Copy out the lines below word for word, omitting the pictures.

#### Data provided

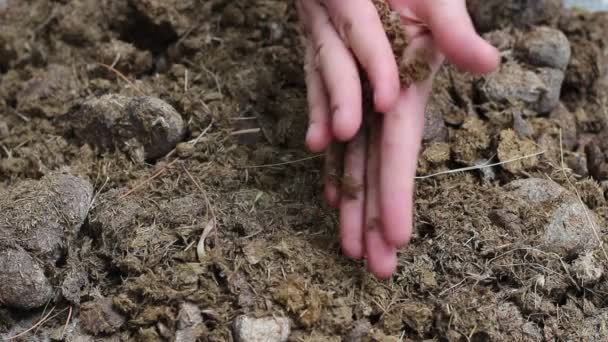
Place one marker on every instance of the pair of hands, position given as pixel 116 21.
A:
pixel 341 35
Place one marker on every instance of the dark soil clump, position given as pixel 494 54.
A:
pixel 149 189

########

Final answer.
Place one marker on every instance of the pair of hands, position given as pixel 116 21.
A:
pixel 341 35
Place one marker on every instance of the dark soil clump, position given as pixel 494 54.
A:
pixel 149 189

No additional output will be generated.